QUELLTEXT
====

Namwali Serpells neuer Roman The Furrows: An Elegy
Der zweite Roman von Namwali Serpell, The Furrows: An Elegy (auf Deutsch etwa Die Furchen: Eine Elegie), erscheint nächstes Jahr und er klingt sehr vielversprechend. Am 15. September 2021 hatte ich das Glück, online an einem Kolloquium des W. E. B. Du Bois Research Institutes am Hutchins Center for African and African American Research der Harvard University teilzunehmen, bei dem Serpell aus ihrem neuen Roman vorlas. (Nebenbei bemerkt: Ich habe keine Verbindung zur Harvard University, erhielt aber per E-Mail-Registrierung sehr leicht Zugang zur Veranstaltung – das ist sicherlich einer der wenigen erfreulichen Nebeneffekte der pandemiebedingten Virtualisierung solcher Veranstaltungen).

====

BEREITGESTELLTE DATEN
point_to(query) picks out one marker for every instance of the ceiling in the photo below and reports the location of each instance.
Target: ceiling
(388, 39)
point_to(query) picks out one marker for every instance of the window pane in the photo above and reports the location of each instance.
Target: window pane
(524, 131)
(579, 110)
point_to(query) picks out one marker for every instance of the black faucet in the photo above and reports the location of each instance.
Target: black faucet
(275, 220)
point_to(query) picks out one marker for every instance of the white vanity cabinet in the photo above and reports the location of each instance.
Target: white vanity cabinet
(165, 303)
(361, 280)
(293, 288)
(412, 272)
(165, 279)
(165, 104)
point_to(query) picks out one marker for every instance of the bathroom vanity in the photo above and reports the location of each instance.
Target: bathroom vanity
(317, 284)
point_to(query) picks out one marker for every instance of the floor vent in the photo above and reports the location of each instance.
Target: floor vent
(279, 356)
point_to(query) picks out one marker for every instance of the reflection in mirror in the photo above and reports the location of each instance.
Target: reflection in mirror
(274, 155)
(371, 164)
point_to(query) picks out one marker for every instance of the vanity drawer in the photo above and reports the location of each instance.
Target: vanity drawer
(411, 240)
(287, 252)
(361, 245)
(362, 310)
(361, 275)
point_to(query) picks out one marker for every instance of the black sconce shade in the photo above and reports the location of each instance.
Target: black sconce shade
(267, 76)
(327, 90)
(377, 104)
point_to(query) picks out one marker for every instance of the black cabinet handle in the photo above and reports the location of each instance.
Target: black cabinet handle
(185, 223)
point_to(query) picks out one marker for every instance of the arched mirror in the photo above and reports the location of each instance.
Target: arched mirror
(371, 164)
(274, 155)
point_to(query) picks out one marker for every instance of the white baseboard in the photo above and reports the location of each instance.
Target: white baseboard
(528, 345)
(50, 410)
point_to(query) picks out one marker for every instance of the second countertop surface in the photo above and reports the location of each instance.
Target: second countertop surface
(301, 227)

====

ARBEITSAUFTRAG 1
Übersetze diesen Satz aus dem Quelltext ins Englische: „Der zweite Roman von Namwali Serpell, The Furrows: An Elegy (auf Deutsch etwa Die Furchen: Eine Elegie), erscheint nächstes Jahr und er klingt sehr vielversprechend.“
ARBEITSAUFTRAG 2
An welchem Datum fand laut Quelltext das Kolloquium statt, bei dem Serpell aus ihrem neuen Roman vorlas?
ARBEITSAUFTRAG 3
Schreib alles im Quelltext von „Namwali Serpells neuer“ bis hinunter zu „Virtualisierung solcher Veranstaltungen).“ noch einmal ab und tausche dabei „Kolloquium“ gegen „Seminar“ aus.

DEINE LÖSUNG 1
Namwali Serpell's second novel, The Furrows: An Elegy (in German roughly Die Furchen: Eine Elegie), comes out next year, and it sounds very promising.

DEINE LÖSUNG 2
Am 15. September 2021.

DEINE LÖSUNG 3
Namwali Serpells neuer Roman The Furrows: An Elegy
Der zweite Roman von Namwali Serpell, The Furrows: An Elegy (auf Deutsch etwa Die Furchen: Eine Elegie), erscheint nächstes Jahr und er klingt sehr vielversprechend. Am 15. September 2021 hatte ich das Glück, online an einem Seminar des W. E. B. Du Bois Research Institutes am Hutchins Center for African and African American Research der Harvard University teilzunehmen, bei dem Serpell aus ihrem neuen Roman vorlas. (Nebenbei bemerkt: Ich habe keine Verbindung zur Harvard University, erhielt aber per E-Mail-Registrierung sehr leicht Zugang zur Veranstaltung – das ist sicherlich einer der wenigen erfreulichen Nebeneffekte der pandemiebedingten Virtualisierung solcher Veranstaltungen).